◆ Selected extract ◆
2013-08-14 Thread Corinna Vinschen
On Aug 14 16:04, Corinna Vinschen wrote:
> On Aug 14 09:43, Steve Rowley wrote:
> > > On 8/13/2013 6:49 PM, Christopher Faylor wrote:
> > >> On Tue, Aug 13, 2013 at 05:29:46PM -0400, Larry Hall (Cygwin) wrote:
> > >>> On 8/13/2013 5:01 PM, Steve Rowley wrote:
> > >>> I just installed 64-bit Cygwin on Win7, and noticed that
> > >>> /usr/bin/lockfile is missing in my installation.
> > >>>
> > >> As always, you can find what package something is in by searching for it
> > >> here: 
> > >>
> > >> In the case of lockfile, you can see the results here:
> > >> 
> > >>
> > >> However note that, currently, this only searches the 32-bit version of
> > >> Cygwin.  Some packages are still missing from the 64-bit version.

A run of records:
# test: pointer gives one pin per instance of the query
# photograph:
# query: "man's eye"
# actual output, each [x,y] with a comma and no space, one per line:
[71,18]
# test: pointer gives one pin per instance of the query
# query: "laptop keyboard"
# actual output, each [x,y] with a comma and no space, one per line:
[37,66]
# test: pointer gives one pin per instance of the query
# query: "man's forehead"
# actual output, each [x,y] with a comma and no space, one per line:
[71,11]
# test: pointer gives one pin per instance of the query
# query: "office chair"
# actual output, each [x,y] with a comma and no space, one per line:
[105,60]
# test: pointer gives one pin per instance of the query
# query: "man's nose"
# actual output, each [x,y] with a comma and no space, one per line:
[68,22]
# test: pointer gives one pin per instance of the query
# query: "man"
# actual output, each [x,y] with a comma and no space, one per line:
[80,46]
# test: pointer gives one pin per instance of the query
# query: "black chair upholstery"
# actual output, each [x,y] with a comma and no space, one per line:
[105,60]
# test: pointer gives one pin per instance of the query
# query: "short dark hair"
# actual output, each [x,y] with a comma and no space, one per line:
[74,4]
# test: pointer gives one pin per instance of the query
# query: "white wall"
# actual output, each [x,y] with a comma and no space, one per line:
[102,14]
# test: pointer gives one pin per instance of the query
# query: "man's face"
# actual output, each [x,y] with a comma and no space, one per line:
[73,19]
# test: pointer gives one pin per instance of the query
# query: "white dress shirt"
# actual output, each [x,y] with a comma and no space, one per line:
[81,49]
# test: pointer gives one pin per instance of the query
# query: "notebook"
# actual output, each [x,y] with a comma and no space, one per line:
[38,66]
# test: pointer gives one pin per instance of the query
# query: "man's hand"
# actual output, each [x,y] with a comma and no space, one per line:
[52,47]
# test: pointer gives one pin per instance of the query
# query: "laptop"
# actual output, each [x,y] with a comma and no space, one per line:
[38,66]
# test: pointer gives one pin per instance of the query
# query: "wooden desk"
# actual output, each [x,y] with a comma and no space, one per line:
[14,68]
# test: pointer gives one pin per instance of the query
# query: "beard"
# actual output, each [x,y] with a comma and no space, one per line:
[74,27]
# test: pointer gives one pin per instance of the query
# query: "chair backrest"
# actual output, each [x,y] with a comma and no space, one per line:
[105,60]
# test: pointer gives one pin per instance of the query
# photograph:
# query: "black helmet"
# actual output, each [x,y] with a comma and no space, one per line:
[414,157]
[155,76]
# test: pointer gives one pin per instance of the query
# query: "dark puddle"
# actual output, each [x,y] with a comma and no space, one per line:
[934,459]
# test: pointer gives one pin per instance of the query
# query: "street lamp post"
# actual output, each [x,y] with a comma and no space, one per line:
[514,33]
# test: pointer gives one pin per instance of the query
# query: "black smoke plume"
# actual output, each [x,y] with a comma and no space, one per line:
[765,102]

◆ Work instructions ◆
Quote the Cygwin mailing-list thread about the missing lockfile word for word, between "2013-08-14 Thread Corinna" and "in my installation.", inclusive.

◆ Full response ◆
2013-08-14 Thread Corinna Vinschen
On Aug 14 16:04, Corinna Vinschen wrote:
> On Aug 14 09:43, Steve Rowley wrote:
> > > On 8/13/2013 6:49 PM, Christopher Faylor wrote:
> > >> On Tue, Aug 13, 2013 at 05:29:46PM -0400, Larry Hall (Cygwin) wrote:
> > >>> On 8/13/2013 5:01 PM, Steve Rowley wrote:
> > >>> I just installed 64-bit Cygwin on Win7, and noticed that
> > >>> /usr/bin/lockfile is missing in my installation.